EXTRACT PROVIDED
□ □ □ □ □ □ □

Here I don't fully agree with you. I mean that there is another possible explanation. As the shader complexity increase, the influence of MSAA decrease and tend to be nil. It's why MSAA is not harming shader fillrate. It's also the case with one Z unit 'per pipeline'. IE : if a shader needs 30 pass in the pipeline (-> 30 instructions), the more samples just need 1 pass in the pipeline.
-> with 8 Z and 8 pixel : 30 cycles without AA, 31 cycles with 2X MSAA, 33 cycles with 4X MSAA (and maybe 30 cycles with 2X and 4X MSAA if Z pipelines are decoupled)
-> with 16 Z and 8 pixel : 30 cycles without AA, 30 cycles with 2X MSAA, 31 cycles with 4X MSAA (and maybe 30 cycles with 4X MSAA if Z pipelines are decoupled)

Your results seems to say that the Z units are decoupled but if I remember well, I have results that seems to say they are not decoupled. Maybe they are decoupled with the fixed function and not with pixel shader ?

□ □ □ □ □ □ □

INFORMATION SHOWN

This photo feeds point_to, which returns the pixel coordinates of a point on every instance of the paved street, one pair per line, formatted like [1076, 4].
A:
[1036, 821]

□ □ □ □ □ □ □

REQUIREMENT 1
Transcribe the part of the forum post on MSAA that opens with the words containing "Here I don't" and closes with "and 4X MSAA if Z pipelines are decoupled)".
REQUIREMENT 2
In the forum post on MSAA, what happens to the influence of MSAA as shader complexity increases?
REQUIREMENT 3
Resume the forum post on MSAA and Z units after its last sentence.
The material has no role in this.

EXERCISE OUTPUT 1
Here I don't fully agree with you. I mean that there is another possible explanation. As the shader complexity increase, the influence of MSAA decrease and tend to be nil. It's why MSAA is not harming shader fillrate. It's also the case with one Z unit 'per pipeline'. IE : if a shader needs 30 pass in the pipeline (-> 30 instructions), the more samples just need 1 pass in the pipeline.
-> with 8 Z and 8 pixel : 30 cycles without AA, 31 cycles with 2X MSAA, 33 cycles with 4X MSAA (and maybe 30 cycles with 2X and 4X MSAA if Z pipelines are decoupled)

EXERCISE OUTPUT 2
It decreases and tends to be nil.

EXERCISE OUTPUT 3
Dave,

What´s the case when stencil ops and MSAA get combined? NV3x seems to loose quite a bit less in performance against the R3xx in such cases.
 
It makes sense too. So the NV35 has 16 Z pipelines and 4 pixel pipelines.

I´d say 16 ROPs. And I´m not so sure the amount of pixel pipes has any relevance to the first number.
 
Ailuros said:
Dave,

What´s the case when stencil ops and MSAA get combined? NV3x seems to loose quite a bit less in performance against the R3xx in such cases.

Why ?

NV3x : 8 z ops and 8 stencil ops (without AA and/or with stencil) or 16 z ops (with MSAA and without stencil)
R3x0 : 8 z ops and 8 stencil ops (without AA and/or with stencil) or 16 z ops (with MSAA and without stencil)

No difference in theory ;)

But it could be interesting to check this.
 
With that oversimplification it should be theoretically the same but it doesn´t seem to be in reality. Besides who says that both chips operate in the exact same way under conditions like these?

***edit:

Fablemark (which is fillrate limited) 1024*768

R300:

0xAA -->2xAA = -23,6%
0xAA -->4xAA = -53,2%
0xAA -->6xAA = -69,4%

NV35:

0xAA -->2xAA = -31,2%
0xAA -->4xAA = -40,5%

(warning: tests were not conducted on the same system)
 
Ailuros said:
With that oversimplification it should be theoretically the same but it doesn´t seem to be in reality. Besides who says that both chips operate in the exact same way under conditions like these?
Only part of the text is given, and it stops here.